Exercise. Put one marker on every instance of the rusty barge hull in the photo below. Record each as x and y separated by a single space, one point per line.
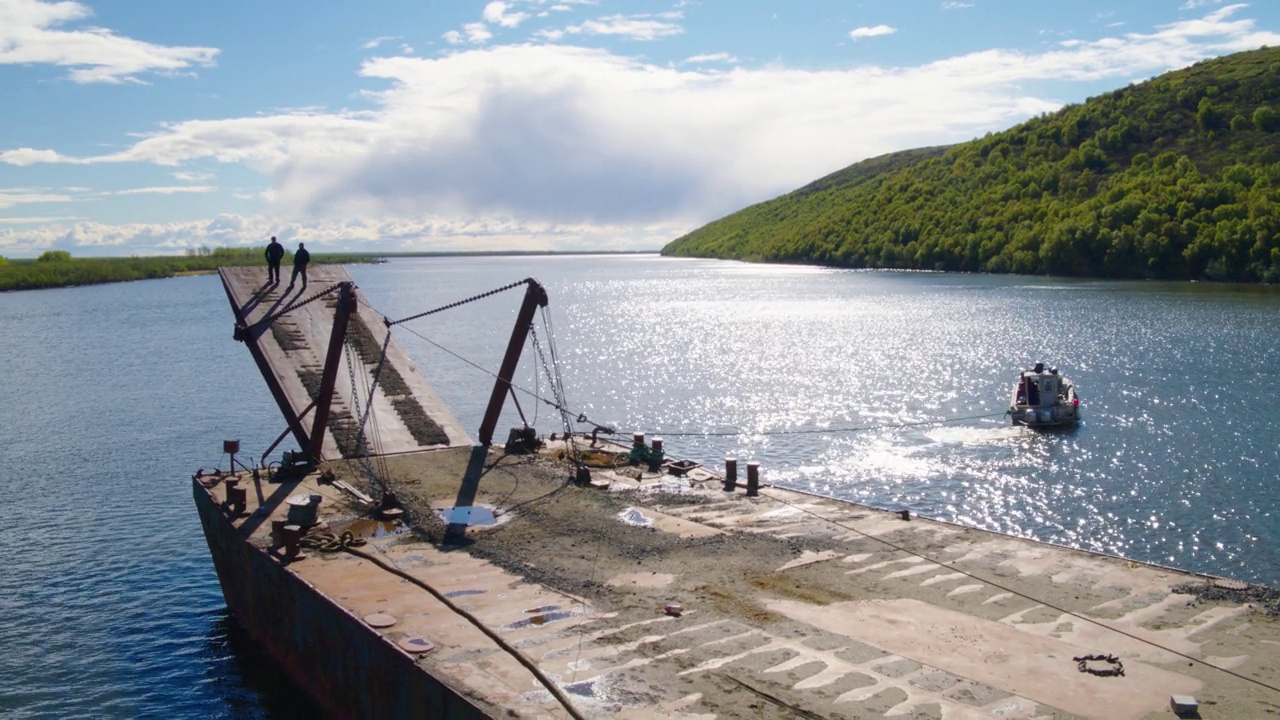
333 656
631 593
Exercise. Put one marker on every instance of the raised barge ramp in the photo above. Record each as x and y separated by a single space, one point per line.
635 592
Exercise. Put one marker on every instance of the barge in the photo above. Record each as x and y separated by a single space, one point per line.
570 577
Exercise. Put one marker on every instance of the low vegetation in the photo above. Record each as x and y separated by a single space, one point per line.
56 268
1175 178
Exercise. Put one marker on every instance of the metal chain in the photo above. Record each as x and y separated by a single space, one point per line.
443 308
361 442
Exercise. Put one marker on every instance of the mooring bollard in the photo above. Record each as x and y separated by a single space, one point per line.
237 499
292 536
730 474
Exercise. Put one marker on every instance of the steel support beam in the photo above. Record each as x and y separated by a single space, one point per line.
535 297
341 314
264 365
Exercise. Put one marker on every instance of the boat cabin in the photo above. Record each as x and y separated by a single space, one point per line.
1040 387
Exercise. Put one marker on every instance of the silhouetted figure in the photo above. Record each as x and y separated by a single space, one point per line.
300 265
274 251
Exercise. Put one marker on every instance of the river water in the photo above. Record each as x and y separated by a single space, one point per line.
837 382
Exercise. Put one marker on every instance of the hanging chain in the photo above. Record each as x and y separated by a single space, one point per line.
361 442
449 306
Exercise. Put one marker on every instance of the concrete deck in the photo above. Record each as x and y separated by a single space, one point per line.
790 605
643 595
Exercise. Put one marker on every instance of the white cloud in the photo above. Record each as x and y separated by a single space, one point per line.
635 27
28 196
327 235
859 32
497 13
711 58
164 190
373 44
30 33
35 219
563 145
476 32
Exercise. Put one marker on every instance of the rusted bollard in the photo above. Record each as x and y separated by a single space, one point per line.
292 534
730 474
237 499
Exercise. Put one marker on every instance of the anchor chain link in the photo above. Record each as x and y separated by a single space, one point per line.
449 306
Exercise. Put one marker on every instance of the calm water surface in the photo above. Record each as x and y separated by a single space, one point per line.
115 395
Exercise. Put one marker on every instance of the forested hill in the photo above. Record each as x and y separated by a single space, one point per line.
1176 177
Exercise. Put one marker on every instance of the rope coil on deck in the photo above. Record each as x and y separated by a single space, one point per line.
330 542
1116 669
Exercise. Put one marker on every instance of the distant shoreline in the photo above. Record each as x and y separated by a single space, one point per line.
59 269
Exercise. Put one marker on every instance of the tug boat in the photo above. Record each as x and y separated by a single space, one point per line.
1043 399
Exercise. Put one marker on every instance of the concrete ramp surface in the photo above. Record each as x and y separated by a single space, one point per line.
288 332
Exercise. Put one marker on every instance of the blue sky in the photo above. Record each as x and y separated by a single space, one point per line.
154 127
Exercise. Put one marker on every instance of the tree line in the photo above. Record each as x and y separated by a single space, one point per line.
1174 178
56 268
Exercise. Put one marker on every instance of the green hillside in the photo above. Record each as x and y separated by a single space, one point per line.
1176 177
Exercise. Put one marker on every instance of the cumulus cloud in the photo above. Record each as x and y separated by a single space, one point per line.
632 27
13 197
373 44
475 33
31 32
711 58
499 14
560 144
165 190
859 32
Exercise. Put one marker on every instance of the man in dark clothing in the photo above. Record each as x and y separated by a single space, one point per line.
274 251
300 265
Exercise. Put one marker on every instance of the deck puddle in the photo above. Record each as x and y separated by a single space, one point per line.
467 515
634 516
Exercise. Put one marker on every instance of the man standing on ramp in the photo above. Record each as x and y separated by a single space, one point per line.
274 251
300 265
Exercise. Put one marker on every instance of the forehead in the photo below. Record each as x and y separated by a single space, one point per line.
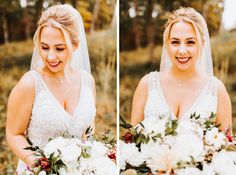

▸ **Given task**
Gather every line in the entries above that contains the word "deck", and copy each of those lines in full.

▸ **Reply to the exercise**
Exercise. Put one marker on every instance of the concrete deck in the photo above. Record each as x and y separated by a single space, one point per line.
Exercise. Put one marker on every instance of the rope coil on deck in the photo above. Record each as x and y separated by a single space, one point per line.
Exercise. Put one marker on every instance of the deck puddle in the photo above. Record each as x and y separated by a single space, one point per line.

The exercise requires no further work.